Your objective →
Copy the piece on stories and the Enneagram below word for word, from its title to its last line, leaving out the material that follows it.
* START Reading text *
Stories Part 7
May 1, 2025
“American Progress” by John Gast, 1872, depicting Manifest Destiny.
Stories Part 7
Philosopher and Mythologist Joseph Campbell said that stories are an essential part of our individual identities, and on the macro level, they are essential to our culture. The stories we hear and tell become the myths we live by. Myths are not merely stories; they reflect the person's and society's beliefs through the use of metaphor.
In Consciousness and Enneagram studies, the story can expose, reinforce, or repulse us toward our unhealthy fixations, avoidances, and passions. For example, a Type Six story (in the form of a joke) that exposes the extremes to which the fixation of cowardice can go is: A man just inducted into the military was terrified of heights, so he was petrified of being assigned to the paratroopers. When he opened the envelope that revealed his assignment, it said “Your Assignment is: PARATROOPER.” After reading his assignment, the man’s first words were, “I knew it — the very thing I feared the most has happened to me.” On his first parachute jump, the man clutched the door with white knuckles before the sergeant pushed him out of the plane door, saying, “Close your eyes and pull the rip cord — a jeep will be down there waiting to pick you up.” Suddenly, the man was floating in the air; he closed his eyes and pulled the rip cord, but it failed. Plummeting downward in mid-air, the man said, “I knew it — my worst fear has happened again! And I bet the jeep won’t be there to pick me up, either.”
* END Reading text *
* START Source excerpt *
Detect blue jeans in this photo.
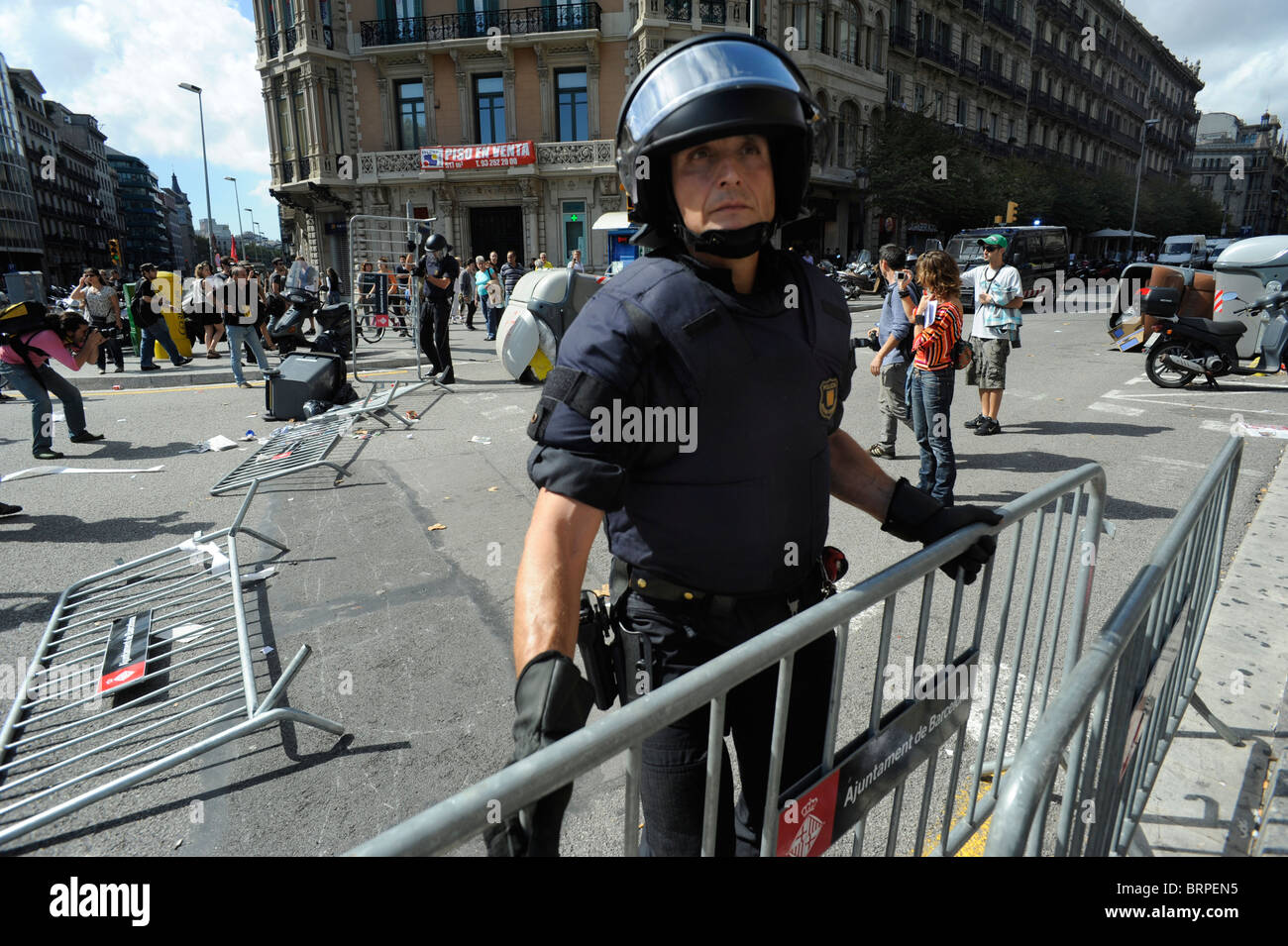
* END Source excerpt *
Answer to the exercise →
Stories Part 7
May 1, 2025
“American Progress” by John Gast, 1872, depicting Manifest Destiny.
Stories Part 7
Philosopher and Mythologist Joseph Campbell said that stories are an essential part of our individual identities, and on the macro level, they are essential to our culture. The stories we hear and tell become the myths we live by. Myths are not merely stories; they reflect the person's and society's beliefs through the use of metaphor.
In Consciousness and Enneagram studies, the story can expose, reinforce, or repulse us toward our unhealthy fixations, avoidances, and passions. For example, a Type Six story (in the form of a joke) that exposes the extremes to which the fixation of cowardice can go is: A man just inducted into the military was terrified of heights, so he was petrified of being assigned to the paratroopers. When he opened the envelope that revealed his assignment, it said “Your Assignment is: PARATROOPER.” After reading his assignment, the man’s first words were, “I knew it — the very thing I feared the most has happened to me.” On his first parachute jump, the man clutched the door with white knuckles before the sergeant pushed him out of the plane door, saying, “Close your eyes and pull the rip cord — a jeep will be down there waiting to pick you up.” Suddenly, the man was floating in the air; he closed his eyes and pulled the rip cord, but it failed. Plummeting downward in mid-air, the man said, “I knew it — my worst fear has happened again! And I bet the jeep won’t be there to pick me up, either.”